La fantasía de los glaciares ocupando el horizonte del océano congelado. Isletas invadidas de pinos cubiertos del azúcar glas típicos del paisaje helado. La fauna imposibles de ver en la línea cercana al Ecuador: los simpáticos frailecillos chapoteando en las gélidas aguas, los enormes alces atravesando las carreteras, al bosque y a la niebla. Era lo que mis padres habían deseado conocer, ver y sentir: el viaje de sus sueños. Que nos habían compartido a mi hermana mayor y a mí, cuando teníamos 18 y 16 años.
Un año para Alaska.
Planear un viaje no es tarea fácil, sobre todo si se trata de un viaje familiar. La tarea se hace más ardua cuando la responsabilidad sobre la economía y en las comodidades se extiende más allá del propio pellejo. Sin embargo mis padres (con recién medio siglo cumplido de edad) estaban muy entusiasmados con el viaje que asaltaba su almohada cada noche: un viaje en crucero desde Alaska a Vancouver, Canadá.
Como grandes estrategas la planeación se extendió por más de un año, al grado de que los ingresos se dividieron en dos partes: por un lado mi padre (diseñador gráfico egresado de la UAM Azcapotzalco que trabajó por más de veinte años en Petróleos Mexicanos) se esforzó por cubrir todos los gastos propios de la manutención de una familia de cuatro integrantes más mascotas (dos perros pequineses y dos tortugas japonesas de orejas rojas) para poder ahorrar, sin que la cartera sufriera, los ingresos totales de poco más de un año por parte de mi madre (psicoterapeuta de escuela gestaltista) dedicando únicamente sus ganancias al futuro viaje rumbo a la última frontera americana. Lo que ganaba mi madre era puntualmente depositado en la alcancía tradicional: el cochino banco.
El trabajo fue duro pero no sacrificado, puesto que la ilusión de cumplir una meta y un sueño alimentaba las ganas de seguir esforzándose por parte de mis padres. Por otro lado mi hermana y yo, como jóvenes cómodos y acomodados de la clase media mexicana, simplemente esperamos a que el momento llegara, aguardando con cierta impaciencia, como quién espera a que un pastel salga del horno, a que el viaje estuviera por fin listo.

┄┄┄┄┄┄┄┄┄┄

### Descripción de tarea
Devuelve sin cambios el pasaje del relato sobre el viaje familiar a Alaska que va entre "El trabajo fue" y "por fin listo.", ambos incluidos. Las líneas que vienen a continuación forman un material aparte del texto.

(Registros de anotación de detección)
┄┄┄┄┄┄┄┄┄┄

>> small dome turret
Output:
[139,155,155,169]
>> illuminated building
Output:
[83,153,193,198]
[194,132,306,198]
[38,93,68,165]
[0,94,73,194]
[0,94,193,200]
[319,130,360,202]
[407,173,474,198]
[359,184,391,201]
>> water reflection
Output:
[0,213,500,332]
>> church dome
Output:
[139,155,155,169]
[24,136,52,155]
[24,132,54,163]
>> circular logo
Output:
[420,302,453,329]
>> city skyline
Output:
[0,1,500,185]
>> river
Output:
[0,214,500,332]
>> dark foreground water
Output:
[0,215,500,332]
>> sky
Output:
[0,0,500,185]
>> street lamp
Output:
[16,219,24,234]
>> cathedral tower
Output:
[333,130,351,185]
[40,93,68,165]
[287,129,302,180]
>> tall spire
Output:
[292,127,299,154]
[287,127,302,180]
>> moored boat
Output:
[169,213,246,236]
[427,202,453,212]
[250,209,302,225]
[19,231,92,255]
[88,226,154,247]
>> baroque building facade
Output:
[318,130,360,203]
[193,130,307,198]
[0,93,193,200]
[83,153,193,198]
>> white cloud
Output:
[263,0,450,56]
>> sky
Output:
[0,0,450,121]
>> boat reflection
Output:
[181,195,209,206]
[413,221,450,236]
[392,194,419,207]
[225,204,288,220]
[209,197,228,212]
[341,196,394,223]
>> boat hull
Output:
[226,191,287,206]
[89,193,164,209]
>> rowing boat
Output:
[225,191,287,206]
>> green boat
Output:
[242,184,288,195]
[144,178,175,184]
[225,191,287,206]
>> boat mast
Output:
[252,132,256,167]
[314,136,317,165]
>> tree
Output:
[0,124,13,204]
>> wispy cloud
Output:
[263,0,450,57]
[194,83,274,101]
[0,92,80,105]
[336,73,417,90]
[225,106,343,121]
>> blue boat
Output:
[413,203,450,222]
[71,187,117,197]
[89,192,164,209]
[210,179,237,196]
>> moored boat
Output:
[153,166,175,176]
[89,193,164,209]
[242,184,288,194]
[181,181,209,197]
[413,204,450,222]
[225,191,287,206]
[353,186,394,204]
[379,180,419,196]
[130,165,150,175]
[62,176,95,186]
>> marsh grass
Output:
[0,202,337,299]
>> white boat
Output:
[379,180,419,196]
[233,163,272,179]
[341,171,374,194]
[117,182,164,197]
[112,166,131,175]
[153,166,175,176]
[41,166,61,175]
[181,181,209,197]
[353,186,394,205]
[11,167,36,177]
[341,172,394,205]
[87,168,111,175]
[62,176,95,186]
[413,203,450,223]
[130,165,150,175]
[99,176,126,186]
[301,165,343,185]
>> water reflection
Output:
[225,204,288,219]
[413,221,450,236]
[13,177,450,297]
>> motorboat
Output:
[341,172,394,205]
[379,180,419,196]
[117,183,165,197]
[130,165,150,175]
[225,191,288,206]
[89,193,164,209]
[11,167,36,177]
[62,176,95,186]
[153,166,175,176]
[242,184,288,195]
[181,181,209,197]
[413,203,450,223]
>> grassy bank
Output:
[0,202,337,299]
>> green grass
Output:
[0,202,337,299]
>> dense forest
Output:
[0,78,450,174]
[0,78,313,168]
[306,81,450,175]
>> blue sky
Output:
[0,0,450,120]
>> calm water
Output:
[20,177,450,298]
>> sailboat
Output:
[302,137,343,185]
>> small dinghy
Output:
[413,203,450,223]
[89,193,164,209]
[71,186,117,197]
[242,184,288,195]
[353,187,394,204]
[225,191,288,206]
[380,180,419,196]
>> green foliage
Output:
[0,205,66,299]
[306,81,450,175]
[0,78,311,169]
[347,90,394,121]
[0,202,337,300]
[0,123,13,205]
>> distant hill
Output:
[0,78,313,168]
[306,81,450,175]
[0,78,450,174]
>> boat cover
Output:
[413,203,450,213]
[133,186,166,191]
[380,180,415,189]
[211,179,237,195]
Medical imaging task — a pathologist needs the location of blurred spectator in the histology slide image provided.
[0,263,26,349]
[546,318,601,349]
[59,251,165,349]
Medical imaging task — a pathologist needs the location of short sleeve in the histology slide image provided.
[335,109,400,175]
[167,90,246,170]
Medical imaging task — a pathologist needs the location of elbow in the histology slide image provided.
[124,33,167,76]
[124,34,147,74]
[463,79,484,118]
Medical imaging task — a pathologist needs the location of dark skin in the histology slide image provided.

┄┄┄┄┄┄┄┄┄┄

### Respuesta del ejercicio
El trabajo fue duro pero no sacrificado, puesto que la ilusión de cumplir una meta y un sueño alimentaba las ganas de seguir esforzándose por parte de mis padres. Por otro lado mi hermana y yo, como jóvenes cómodos y acomodados de la clase media mexicana, simplemente esperamos a que el momento llegara, aguardando con cierta impaciencia, como quién espera a que un pastel salga del horno, a que el viaje estuviera por fin listo.